## [Instructions to follow]
Transcribe each entry exactly; skip the images.

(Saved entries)

=== Begin Enclosure ===

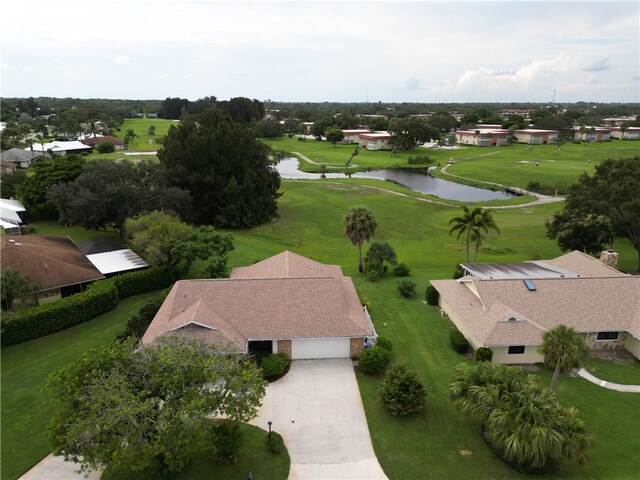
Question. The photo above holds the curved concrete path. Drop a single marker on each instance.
(603, 383)
(318, 411)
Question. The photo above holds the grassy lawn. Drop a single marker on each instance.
(253, 457)
(25, 368)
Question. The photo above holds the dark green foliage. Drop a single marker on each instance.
(227, 440)
(402, 392)
(106, 147)
(274, 442)
(406, 288)
(458, 342)
(374, 360)
(226, 170)
(274, 365)
(401, 270)
(98, 298)
(384, 342)
(484, 354)
(142, 281)
(431, 295)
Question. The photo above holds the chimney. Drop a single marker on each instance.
(609, 258)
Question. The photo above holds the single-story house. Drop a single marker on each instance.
(483, 137)
(110, 258)
(286, 303)
(61, 148)
(592, 134)
(631, 133)
(535, 136)
(93, 142)
(508, 307)
(52, 263)
(21, 157)
(375, 140)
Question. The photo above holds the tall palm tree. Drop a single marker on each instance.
(359, 226)
(14, 283)
(564, 349)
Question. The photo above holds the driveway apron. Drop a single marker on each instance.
(318, 411)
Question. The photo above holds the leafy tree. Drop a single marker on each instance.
(227, 171)
(564, 349)
(610, 193)
(33, 192)
(128, 406)
(401, 391)
(359, 226)
(334, 135)
(13, 284)
(107, 193)
(407, 132)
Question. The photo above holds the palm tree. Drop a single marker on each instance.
(564, 349)
(14, 284)
(359, 226)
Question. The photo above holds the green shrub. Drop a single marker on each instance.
(274, 442)
(143, 281)
(99, 297)
(458, 342)
(227, 439)
(431, 295)
(401, 270)
(274, 365)
(406, 288)
(384, 342)
(402, 392)
(484, 354)
(374, 360)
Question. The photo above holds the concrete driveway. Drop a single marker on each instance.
(317, 409)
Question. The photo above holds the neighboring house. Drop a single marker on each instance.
(508, 307)
(534, 136)
(631, 133)
(592, 134)
(61, 148)
(52, 263)
(93, 142)
(483, 137)
(11, 216)
(110, 258)
(286, 303)
(375, 141)
(22, 157)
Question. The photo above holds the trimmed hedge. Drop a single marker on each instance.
(99, 297)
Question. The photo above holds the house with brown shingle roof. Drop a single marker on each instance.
(52, 263)
(508, 307)
(286, 303)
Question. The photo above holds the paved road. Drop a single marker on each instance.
(317, 409)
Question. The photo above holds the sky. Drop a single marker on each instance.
(316, 51)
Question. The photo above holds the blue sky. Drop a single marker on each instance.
(393, 51)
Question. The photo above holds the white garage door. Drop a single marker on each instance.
(320, 348)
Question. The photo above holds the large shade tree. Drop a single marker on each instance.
(129, 407)
(564, 349)
(228, 172)
(359, 227)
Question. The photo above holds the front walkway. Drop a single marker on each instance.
(603, 383)
(317, 409)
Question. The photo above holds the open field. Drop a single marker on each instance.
(425, 445)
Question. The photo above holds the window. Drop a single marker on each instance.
(607, 336)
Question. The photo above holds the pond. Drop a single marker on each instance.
(418, 182)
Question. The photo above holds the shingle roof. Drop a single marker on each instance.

=== End Enclosure ===

## [Task result]
Question. The photo above holds the curved concrete path. Drop a single marker on each instance.
(603, 383)
(318, 411)
Question. The photo above holds the grassy lawn. Drop a single marker on each instance.
(253, 457)
(25, 368)
Question. The photo above holds the dark green foliage. Drop a single marker on each instance.
(227, 440)
(402, 392)
(106, 147)
(274, 442)
(406, 288)
(458, 342)
(374, 360)
(226, 170)
(274, 365)
(401, 270)
(98, 298)
(384, 342)
(484, 354)
(142, 281)
(431, 295)
Question. The photo above holds the chimney. Drop a single marker on each instance.
(609, 258)
Question. The photo above holds the single-story house. Drop a single marker on each instance.
(483, 137)
(110, 258)
(286, 303)
(61, 148)
(592, 134)
(631, 133)
(535, 136)
(93, 142)
(508, 307)
(52, 263)
(21, 157)
(375, 140)
Question. The photo above holds the tall palm tree. Drop a single marker on each instance.
(359, 226)
(14, 283)
(564, 349)
Question. The photo above holds the driveway apron. Drop a single marker on each instance.
(318, 411)
Question. The photo above holds the leafy tree. Drop a single marker on each instance.
(227, 171)
(564, 349)
(610, 193)
(33, 192)
(128, 406)
(401, 391)
(359, 226)
(334, 135)
(13, 284)
(107, 193)
(407, 132)
Question. The photo above holds the palm tree. Drop a single marker on each instance.
(564, 349)
(14, 284)
(359, 226)
Question. The photo above holds the green shrub. Drop a single marker on each instance.
(274, 442)
(143, 281)
(99, 297)
(458, 342)
(227, 439)
(431, 295)
(401, 270)
(274, 365)
(406, 288)
(384, 342)
(402, 392)
(484, 354)
(374, 360)
Question. The photo above holds the concrete driveway. Drop a single marker on each instance.
(317, 409)
Question. The photo above holds the neighboring house. Drop a single marker on each instance.
(508, 307)
(534, 136)
(631, 133)
(592, 134)
(61, 148)
(52, 263)
(93, 142)
(483, 137)
(11, 216)
(110, 258)
(286, 303)
(375, 141)
(22, 157)
Question. The photo above holds the trimmed hedge. Drop a single marker on each instance.
(99, 297)
Question. The photo above holds the house with brown shingle roof. Drop a single marker on each instance.
(52, 263)
(508, 307)
(286, 303)
Question. The photo above holds the paved road. Drop a single marker on each instance.
(317, 409)
Question. The photo above holds the sky. Drop a single marker on each instance.
(316, 51)
Question. The photo above holds the blue sky. Drop a single marker on each instance.
(393, 51)
Question. The photo above holds the white garage door. Drop a single marker on each instance.
(320, 348)
Question. The photo above holds the large shade tree. Drop a single marker on each instance.
(129, 407)
(564, 349)
(228, 172)
(359, 227)
Question. The photo above holds the front walkway. Drop a single marker on each instance.
(603, 383)
(317, 409)
Question. The photo above holds the open field. Drop a single marker on each instance.
(425, 445)
Question. The photo above holds the window. Drop a single marker on each instance.
(607, 336)
Question. The photo above holds the pond. Drop a single marker on each instance.
(418, 182)
Question. The photo above holds the shingle roof. Drop a single marker on each instance.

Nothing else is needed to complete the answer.